Learning Intention: This week you will continue to work with line graphs, bar charts, pie charts and scatter plots. Your learning intention is to understand how to describe various graphs in words. You need to be able to interpret the information given.

Success Criteria: You will be able to look at the scale, axes, labels and title of different graphs and be able to describe what they mean. You will be able to match a graph to it’s description and draw a sketch graph from a sentence. These are the activities planned:

1. Find a graph with data in a magazine or newspaper. Cut it out and paste it into your books. Look carefully at the title, axes, labels and scale. Write a few sentences describing what the graph shows.

2. “Which graph is which” worksheet. You will be given nine small graphs and have to match scenarios to the shape of the graph.

3. Maths300: Temperature Graphs. Match the average maximum and minimum temperatures to Australia’s capital cities.

4. Match the graph to the Olympic record time/distance.

5. Which kind of graph would best represent the following situations?

  • Height of a plant growing over time?
  • The various heights of different plants of the same species in a greenhouse, over time?
  • Thousands of plants in a crop to determine which genotype was the fastest growing?
  • Percentage of different species of plants in an area of forest?

6. “Purchasing pantyhose” and “Blood Bank” graphs

7. Go to the Melbourne Grand Prix map and note the speed and distance from the start as each car makes it’s way around the track. Draw a graph that shows distance from the starting line on the horizontal axis and speed on the vertical axis.

Read more

Stem-and-Leaf Plots and Scatter plots

Learning Intention: Students will understand what data is suitable for graphing on a scatter plot and be able to describe the significance of a “line of best fit”.

Success Criteria: You will draw a correctly labelled scatter plot from our arm span and height data and determine if there is a relationship between these measurements.

• GIVEN MATERIAL:
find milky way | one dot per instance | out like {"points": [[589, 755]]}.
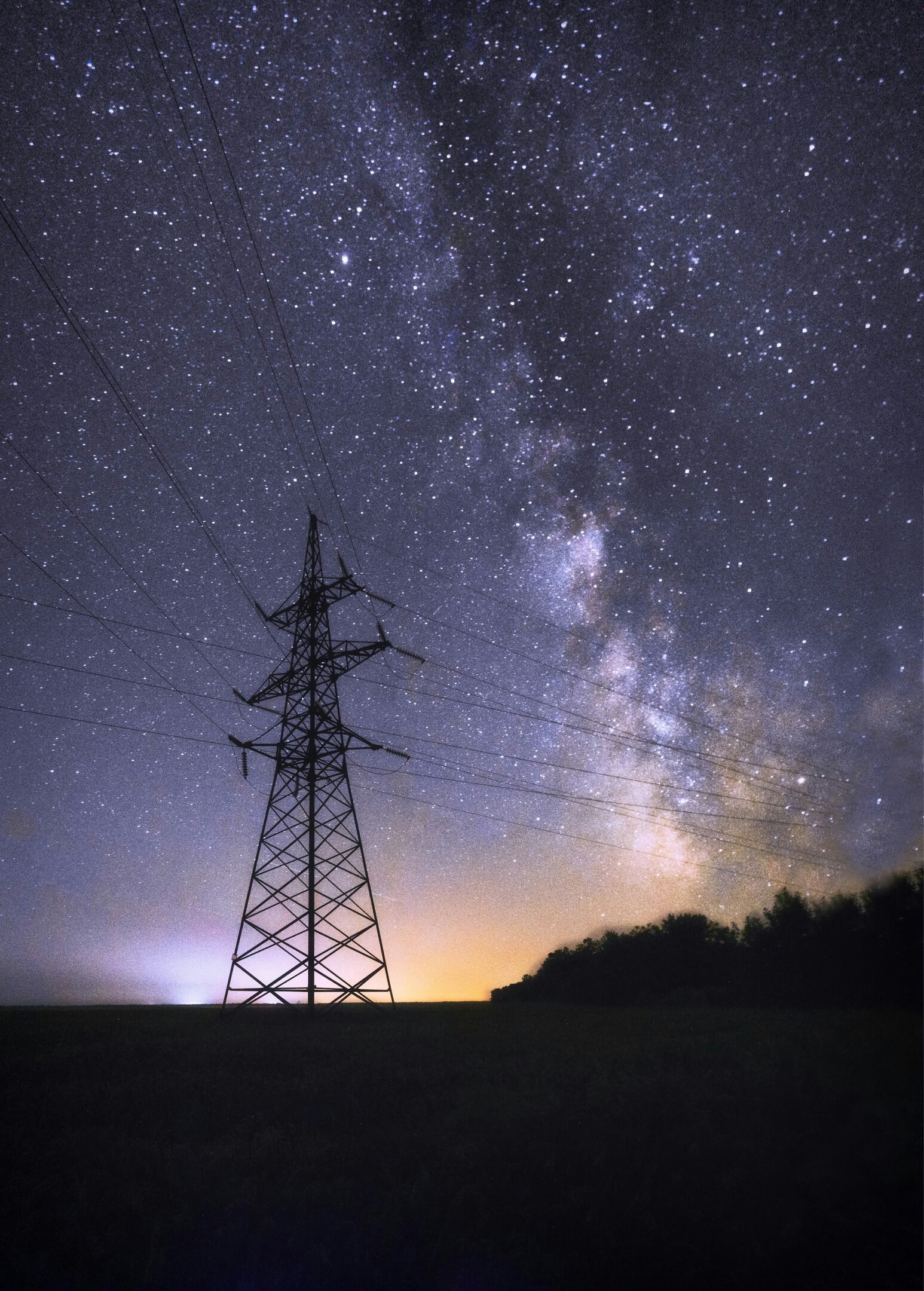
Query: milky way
{"points": [[604, 320]]}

• WRITTEN INSTRUCTION 1: Rewrite everything from "1. Find a graph" down to "Olympic record time/distance." in the graphing lesson notes, putting "handout" in place of "worksheet".
• WRITTEN INSTRUCTION 2: Please extend the graphing lesson notes, picking up right after their final sentence.

• REPLY 1:
1. Find a graph with data in a magazine or newspaper. Cut it out and paste it into your books. Look carefully at the title, axes, labels and scale. Write a few sentences describing what the graph shows.

2. “Which graph is which” handout. You will be given nine small graphs and have to match scenarios to the shape of the graph.

3. Maths300: Temperature Graphs. Match the average maximum and minimum temperatures to Australia’s capital cities.

4. Match the graph to the Olympic record time/distance.

• REPLY 2:
Last week you learnt the definitions for mean, median, mode and range and created a stem-and-leaf plot using the height of students in Year 7. You also measured the length of seven leaves and calculated the mean, median, mode and range of this data. This week we will investigate another type of graph, the scatter plot. Use the data we collected from our Year 7 Maths Survey to graph arm span against height (in centimeters).

This week we may also get the chance to do other activities with scatter plots:
1. Barbie Bungee
How many rubber bands are needed for Barbie to safely jump from a height of 400 cm?
What is the minimum height from which Barbie should jump if 25 rubber bands are used?
How do you think the type and width of the rubber band might affect the results?
Do you think age of the rubber bands would affect the results–that is, what would happen if you used older rubber bands?
If some weight were added to Barbie, would you need to use more or fewer rubber bands to achieve the same results?
State a possible relationship between the amount of weight added and the change in the number of rubber bands needed.
(thanks to Mrs Jirkovsky at North Adams Public School for writing about this activity on her blog!)
2. Be an actuary – distance vs earthquake intensity.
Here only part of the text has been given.